## WHAT IS NEEDED
Please lay out the part of the listing that opens with the line containing "task: outline the blurred tree trunk" and closes with the line containing "254 26 L 253", both ends included, as a JSON list of strings with one string per line and blank lines left out.

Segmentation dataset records
^^^^^^^^

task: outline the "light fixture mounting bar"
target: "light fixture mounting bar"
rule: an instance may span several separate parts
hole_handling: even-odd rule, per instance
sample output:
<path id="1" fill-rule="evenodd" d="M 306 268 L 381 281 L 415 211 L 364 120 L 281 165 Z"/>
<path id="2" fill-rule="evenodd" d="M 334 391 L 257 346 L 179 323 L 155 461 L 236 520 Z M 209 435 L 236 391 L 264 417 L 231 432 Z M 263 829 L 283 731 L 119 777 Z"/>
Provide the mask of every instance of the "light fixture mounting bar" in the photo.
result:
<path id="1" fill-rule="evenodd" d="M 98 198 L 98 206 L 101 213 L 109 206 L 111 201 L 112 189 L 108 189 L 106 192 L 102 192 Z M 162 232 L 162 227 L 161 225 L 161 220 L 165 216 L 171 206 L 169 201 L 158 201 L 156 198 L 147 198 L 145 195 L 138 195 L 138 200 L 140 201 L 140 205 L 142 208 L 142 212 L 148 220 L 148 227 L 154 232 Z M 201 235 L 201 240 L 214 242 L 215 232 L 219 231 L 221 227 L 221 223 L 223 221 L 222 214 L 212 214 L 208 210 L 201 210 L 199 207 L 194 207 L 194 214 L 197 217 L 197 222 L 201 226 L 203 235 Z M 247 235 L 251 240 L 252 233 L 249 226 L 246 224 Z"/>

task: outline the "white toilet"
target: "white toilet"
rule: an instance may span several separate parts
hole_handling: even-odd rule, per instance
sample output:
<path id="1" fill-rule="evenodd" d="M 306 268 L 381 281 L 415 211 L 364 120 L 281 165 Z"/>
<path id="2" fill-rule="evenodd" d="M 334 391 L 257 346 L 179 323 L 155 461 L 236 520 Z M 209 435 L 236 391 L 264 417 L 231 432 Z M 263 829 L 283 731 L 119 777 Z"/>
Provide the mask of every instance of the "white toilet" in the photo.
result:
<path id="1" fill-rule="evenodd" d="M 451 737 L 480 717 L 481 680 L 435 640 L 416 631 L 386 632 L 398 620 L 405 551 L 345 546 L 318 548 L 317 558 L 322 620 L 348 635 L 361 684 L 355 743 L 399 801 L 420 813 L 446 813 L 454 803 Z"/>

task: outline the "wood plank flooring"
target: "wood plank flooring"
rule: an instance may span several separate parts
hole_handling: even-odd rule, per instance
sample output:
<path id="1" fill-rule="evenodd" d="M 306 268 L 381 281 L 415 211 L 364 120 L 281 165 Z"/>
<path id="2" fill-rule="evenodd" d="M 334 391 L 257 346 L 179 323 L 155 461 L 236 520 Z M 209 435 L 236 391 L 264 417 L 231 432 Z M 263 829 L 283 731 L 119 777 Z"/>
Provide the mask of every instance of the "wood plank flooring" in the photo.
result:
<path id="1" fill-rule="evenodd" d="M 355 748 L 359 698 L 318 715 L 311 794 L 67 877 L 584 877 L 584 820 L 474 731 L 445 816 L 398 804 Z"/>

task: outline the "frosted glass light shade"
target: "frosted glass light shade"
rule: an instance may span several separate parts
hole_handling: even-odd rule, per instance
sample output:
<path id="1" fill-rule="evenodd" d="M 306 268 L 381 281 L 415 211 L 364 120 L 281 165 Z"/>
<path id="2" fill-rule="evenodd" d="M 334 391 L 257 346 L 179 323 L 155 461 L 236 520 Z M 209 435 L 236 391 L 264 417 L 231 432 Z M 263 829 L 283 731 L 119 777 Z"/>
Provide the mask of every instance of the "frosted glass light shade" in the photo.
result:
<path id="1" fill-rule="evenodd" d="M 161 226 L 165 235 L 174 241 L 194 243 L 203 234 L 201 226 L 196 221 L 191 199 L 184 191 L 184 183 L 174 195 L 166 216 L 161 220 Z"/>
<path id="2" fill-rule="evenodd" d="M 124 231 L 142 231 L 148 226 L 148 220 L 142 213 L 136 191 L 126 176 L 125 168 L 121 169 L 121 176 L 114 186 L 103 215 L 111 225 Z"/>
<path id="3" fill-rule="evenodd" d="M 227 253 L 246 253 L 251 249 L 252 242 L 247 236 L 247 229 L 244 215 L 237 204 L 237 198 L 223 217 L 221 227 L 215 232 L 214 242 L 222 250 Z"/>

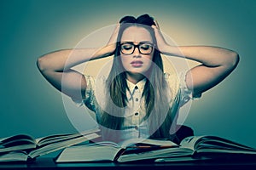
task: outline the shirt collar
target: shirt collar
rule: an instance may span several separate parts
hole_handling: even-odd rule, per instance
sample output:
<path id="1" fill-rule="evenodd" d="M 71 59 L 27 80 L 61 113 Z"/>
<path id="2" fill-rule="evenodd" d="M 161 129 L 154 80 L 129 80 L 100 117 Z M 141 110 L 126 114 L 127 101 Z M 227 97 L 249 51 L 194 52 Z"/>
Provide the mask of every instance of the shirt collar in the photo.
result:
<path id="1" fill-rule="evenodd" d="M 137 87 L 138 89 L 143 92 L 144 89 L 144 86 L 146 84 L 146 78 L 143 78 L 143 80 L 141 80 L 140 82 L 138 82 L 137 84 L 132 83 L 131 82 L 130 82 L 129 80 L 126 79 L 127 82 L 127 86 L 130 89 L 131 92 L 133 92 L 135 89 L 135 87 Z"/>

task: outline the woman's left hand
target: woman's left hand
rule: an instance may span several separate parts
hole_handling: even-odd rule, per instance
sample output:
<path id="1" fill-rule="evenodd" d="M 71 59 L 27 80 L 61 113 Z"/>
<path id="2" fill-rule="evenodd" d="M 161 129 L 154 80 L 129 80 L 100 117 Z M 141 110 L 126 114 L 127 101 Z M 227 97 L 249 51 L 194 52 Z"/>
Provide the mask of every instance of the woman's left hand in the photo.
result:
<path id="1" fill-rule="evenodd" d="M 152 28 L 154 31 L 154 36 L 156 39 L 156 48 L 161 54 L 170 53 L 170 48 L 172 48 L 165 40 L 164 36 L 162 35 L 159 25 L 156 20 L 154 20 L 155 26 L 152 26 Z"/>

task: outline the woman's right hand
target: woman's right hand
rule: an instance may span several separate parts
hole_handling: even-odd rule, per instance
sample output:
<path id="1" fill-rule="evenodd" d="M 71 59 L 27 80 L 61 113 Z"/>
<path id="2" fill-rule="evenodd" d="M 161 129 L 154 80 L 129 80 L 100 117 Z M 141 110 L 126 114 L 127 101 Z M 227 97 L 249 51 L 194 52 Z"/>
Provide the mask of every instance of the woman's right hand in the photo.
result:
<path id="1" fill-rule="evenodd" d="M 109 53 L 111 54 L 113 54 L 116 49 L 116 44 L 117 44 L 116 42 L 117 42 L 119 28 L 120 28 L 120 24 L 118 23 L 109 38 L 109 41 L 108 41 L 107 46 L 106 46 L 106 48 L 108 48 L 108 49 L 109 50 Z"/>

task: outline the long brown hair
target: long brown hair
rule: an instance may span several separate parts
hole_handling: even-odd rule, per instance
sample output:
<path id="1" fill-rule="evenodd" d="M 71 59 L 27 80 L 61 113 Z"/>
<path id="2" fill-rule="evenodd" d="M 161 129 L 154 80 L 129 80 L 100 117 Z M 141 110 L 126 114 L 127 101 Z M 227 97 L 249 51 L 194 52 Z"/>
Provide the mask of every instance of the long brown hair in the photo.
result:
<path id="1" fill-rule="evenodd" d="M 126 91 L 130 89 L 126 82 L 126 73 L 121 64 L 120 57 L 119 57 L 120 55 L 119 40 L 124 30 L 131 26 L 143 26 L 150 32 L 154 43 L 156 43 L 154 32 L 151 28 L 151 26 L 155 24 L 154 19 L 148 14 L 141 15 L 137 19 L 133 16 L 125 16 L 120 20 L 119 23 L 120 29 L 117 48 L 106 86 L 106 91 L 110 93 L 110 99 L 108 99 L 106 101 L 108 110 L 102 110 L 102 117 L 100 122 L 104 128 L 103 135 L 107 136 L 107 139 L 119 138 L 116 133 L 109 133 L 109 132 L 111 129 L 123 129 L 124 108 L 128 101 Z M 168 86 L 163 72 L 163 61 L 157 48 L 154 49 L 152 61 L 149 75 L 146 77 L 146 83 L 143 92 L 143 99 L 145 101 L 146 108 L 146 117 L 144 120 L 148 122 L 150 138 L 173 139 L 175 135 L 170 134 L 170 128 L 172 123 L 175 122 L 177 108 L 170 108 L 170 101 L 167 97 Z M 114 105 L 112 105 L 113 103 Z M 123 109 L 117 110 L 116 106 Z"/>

^^^^^^^^

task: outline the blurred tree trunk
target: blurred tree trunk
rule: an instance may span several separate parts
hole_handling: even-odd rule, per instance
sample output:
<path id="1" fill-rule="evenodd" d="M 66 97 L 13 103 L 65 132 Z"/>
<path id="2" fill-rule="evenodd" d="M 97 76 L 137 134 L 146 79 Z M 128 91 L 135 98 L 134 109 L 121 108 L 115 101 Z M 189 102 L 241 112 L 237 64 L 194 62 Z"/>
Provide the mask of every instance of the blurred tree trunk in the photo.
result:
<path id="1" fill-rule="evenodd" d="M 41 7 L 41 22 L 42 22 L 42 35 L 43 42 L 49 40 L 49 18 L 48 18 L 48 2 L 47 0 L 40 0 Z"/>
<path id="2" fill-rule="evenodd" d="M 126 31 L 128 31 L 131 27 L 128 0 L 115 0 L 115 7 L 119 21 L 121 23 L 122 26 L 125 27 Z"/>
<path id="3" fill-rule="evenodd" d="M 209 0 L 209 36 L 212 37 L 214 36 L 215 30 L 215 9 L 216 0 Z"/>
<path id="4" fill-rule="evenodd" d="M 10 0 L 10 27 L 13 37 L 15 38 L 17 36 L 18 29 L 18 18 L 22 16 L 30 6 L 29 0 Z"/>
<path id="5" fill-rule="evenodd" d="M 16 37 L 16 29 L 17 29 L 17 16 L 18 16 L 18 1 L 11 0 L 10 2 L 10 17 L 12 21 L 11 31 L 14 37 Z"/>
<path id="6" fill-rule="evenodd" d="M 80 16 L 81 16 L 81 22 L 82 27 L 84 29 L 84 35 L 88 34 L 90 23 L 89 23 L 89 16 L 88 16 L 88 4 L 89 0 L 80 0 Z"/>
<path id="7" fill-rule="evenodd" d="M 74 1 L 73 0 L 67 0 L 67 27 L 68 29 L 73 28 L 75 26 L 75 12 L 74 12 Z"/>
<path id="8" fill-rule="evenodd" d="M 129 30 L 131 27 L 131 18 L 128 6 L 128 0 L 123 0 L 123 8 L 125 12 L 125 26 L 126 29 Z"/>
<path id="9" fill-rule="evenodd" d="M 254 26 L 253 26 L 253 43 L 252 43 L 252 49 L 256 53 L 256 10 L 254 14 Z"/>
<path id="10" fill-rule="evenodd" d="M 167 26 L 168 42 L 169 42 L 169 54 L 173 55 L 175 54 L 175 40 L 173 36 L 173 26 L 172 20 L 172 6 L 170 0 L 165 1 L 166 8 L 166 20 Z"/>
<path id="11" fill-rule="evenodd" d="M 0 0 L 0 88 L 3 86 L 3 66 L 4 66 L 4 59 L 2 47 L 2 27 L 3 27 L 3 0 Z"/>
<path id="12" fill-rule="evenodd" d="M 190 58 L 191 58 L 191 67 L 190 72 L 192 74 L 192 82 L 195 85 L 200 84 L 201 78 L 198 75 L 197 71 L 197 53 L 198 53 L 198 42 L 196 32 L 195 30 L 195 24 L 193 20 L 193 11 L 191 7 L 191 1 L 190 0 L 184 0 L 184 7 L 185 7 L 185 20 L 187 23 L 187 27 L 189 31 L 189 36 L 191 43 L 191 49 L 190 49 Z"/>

^^^^^^^^

## TASK ANSWER
[
  "task: outline the blurred tree trunk",
  "target: blurred tree trunk",
  "rule: an instance may span several separate parts",
  "hole_handling: even-odd rule, per instance",
  "sample output:",
  "<path id=\"1\" fill-rule=\"evenodd\" d=\"M 66 97 L 13 103 L 65 132 Z\"/>",
  "<path id=\"2\" fill-rule=\"evenodd\" d=\"M 97 76 L 137 134 L 146 79 Z M 128 91 L 135 98 L 134 109 L 121 108 L 115 101 Z M 189 102 L 241 112 L 237 64 L 194 62 Z\"/>",
  "Provide the mask of every instance of the blurred tree trunk in the photo.",
  "result:",
  "<path id=\"1\" fill-rule=\"evenodd\" d=\"M 41 7 L 41 22 L 42 22 L 42 35 L 43 42 L 49 40 L 49 18 L 48 18 L 48 2 L 47 0 L 40 0 Z\"/>",
  "<path id=\"2\" fill-rule=\"evenodd\" d=\"M 126 31 L 128 31 L 131 27 L 128 0 L 115 0 L 115 7 L 119 21 L 121 23 L 122 26 L 125 27 Z\"/>",
  "<path id=\"3\" fill-rule=\"evenodd\" d=\"M 209 0 L 209 36 L 212 37 L 214 36 L 215 30 L 215 9 L 216 0 Z\"/>",
  "<path id=\"4\" fill-rule=\"evenodd\" d=\"M 10 0 L 10 27 L 13 37 L 15 38 L 17 36 L 18 29 L 18 18 L 22 16 L 30 6 L 29 0 Z\"/>",
  "<path id=\"5\" fill-rule=\"evenodd\" d=\"M 16 37 L 16 29 L 17 29 L 17 16 L 18 16 L 18 1 L 11 0 L 10 2 L 10 17 L 12 21 L 11 31 L 14 37 Z\"/>",
  "<path id=\"6\" fill-rule=\"evenodd\" d=\"M 80 16 L 81 16 L 81 22 L 82 27 L 84 29 L 84 35 L 88 34 L 90 23 L 89 23 L 89 16 L 88 16 L 88 4 L 89 0 L 80 0 Z\"/>",
  "<path id=\"7\" fill-rule=\"evenodd\" d=\"M 74 1 L 73 0 L 67 0 L 67 27 L 68 29 L 73 28 L 75 26 L 75 12 L 74 12 Z\"/>",
  "<path id=\"8\" fill-rule=\"evenodd\" d=\"M 129 30 L 131 27 L 131 18 L 128 6 L 128 0 L 123 0 L 123 8 L 125 12 L 125 26 L 126 29 Z\"/>",
  "<path id=\"9\" fill-rule=\"evenodd\" d=\"M 254 26 L 253 26 L 253 43 L 252 43 L 252 49 L 256 53 L 256 10 L 254 14 Z\"/>"
]